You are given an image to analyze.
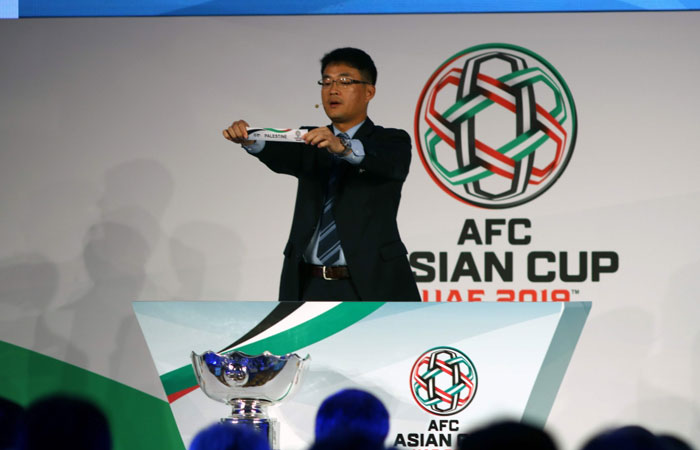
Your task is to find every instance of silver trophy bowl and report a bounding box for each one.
[190,351,309,450]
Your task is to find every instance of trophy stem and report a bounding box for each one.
[221,399,279,450]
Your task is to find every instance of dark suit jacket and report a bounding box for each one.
[256,119,420,301]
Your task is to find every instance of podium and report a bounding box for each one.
[133,301,591,450]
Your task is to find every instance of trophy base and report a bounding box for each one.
[221,400,280,450]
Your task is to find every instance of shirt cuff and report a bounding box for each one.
[243,141,265,155]
[340,139,365,166]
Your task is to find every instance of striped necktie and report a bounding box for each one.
[316,133,349,266]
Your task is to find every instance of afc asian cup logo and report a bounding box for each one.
[410,347,477,416]
[414,44,577,209]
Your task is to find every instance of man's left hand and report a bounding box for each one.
[303,127,345,156]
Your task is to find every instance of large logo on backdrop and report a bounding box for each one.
[410,347,477,416]
[414,44,577,209]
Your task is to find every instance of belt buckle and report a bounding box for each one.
[323,266,334,281]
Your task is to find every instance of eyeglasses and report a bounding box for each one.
[317,77,372,89]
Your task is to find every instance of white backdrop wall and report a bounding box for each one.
[0,12,700,448]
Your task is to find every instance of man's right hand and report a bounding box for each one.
[224,120,255,145]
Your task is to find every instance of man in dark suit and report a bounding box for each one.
[223,48,420,301]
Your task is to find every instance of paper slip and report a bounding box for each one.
[246,127,306,142]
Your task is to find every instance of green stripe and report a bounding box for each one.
[160,302,384,395]
[0,341,185,450]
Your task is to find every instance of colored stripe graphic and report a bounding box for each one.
[0,341,185,450]
[160,302,384,403]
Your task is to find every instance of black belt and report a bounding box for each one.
[306,264,350,280]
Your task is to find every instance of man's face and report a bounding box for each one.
[321,63,374,131]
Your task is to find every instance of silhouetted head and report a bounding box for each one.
[458,421,557,450]
[190,423,270,450]
[316,389,389,445]
[582,425,664,450]
[23,395,112,450]
[0,397,24,450]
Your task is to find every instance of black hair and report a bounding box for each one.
[321,47,377,84]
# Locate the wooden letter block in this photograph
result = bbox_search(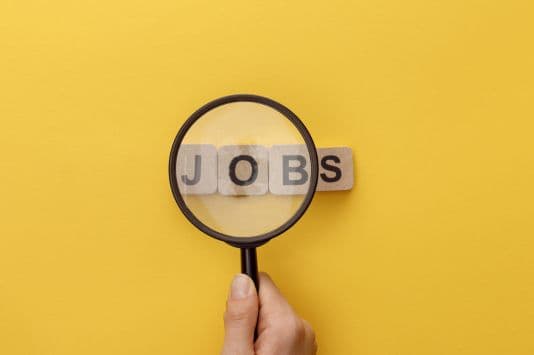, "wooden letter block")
[269,144,310,195]
[176,144,217,195]
[317,147,354,191]
[218,145,269,195]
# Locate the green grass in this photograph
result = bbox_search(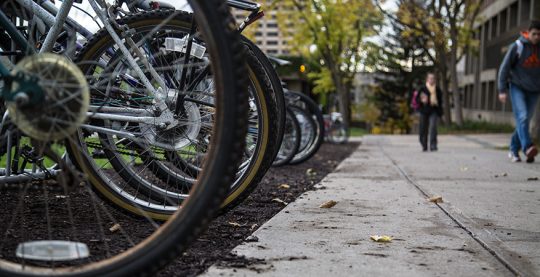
• • •
Work to complete:
Reproduce the rows above word for word, from the line with "Your task is to find every instance of colored" up to and including the line with "[321,63,374,131]".

Result:
Your task is to find every instance of colored stripe graphic and report a bounding box for each one.
[0,341,185,450]
[160,302,384,403]
Your task is to find every instance of black belt and report a bounding box for each one.
[306,264,350,280]
Your task is to find every instance of man's face and report a bounding box for each one.
[321,63,374,131]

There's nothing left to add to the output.